[Image point grounding data]
######
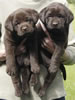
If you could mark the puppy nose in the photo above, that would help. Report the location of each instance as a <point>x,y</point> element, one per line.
<point>55,23</point>
<point>24,28</point>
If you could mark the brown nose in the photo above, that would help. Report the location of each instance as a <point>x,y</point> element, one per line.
<point>55,23</point>
<point>24,28</point>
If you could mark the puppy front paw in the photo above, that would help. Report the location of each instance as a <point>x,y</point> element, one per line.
<point>25,88</point>
<point>35,68</point>
<point>18,93</point>
<point>12,71</point>
<point>41,93</point>
<point>26,61</point>
<point>33,80</point>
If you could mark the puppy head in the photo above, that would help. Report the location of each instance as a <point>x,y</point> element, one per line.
######
Exercise details :: Copy every entry exactly; drop the pictures.

Response area ::
If you could mark the puppy nose in the photo above, that would help. Report the location of each instance as a <point>x,y</point> element, one per line.
<point>55,23</point>
<point>24,28</point>
If you could mark the brown nose in the photo above, that would help. Report the location of each instance as a <point>x,y</point> element, one per line.
<point>55,23</point>
<point>24,28</point>
If you could mark the puppy front paw in the photo above, that would help. Report the location of each instance as a <point>x,y</point> element, one per line.
<point>25,88</point>
<point>35,68</point>
<point>18,93</point>
<point>12,71</point>
<point>41,93</point>
<point>26,61</point>
<point>33,80</point>
If you could mark the puppy head in the photo above, that would help. Report the location of each instance as a <point>x,y</point> element, one per line.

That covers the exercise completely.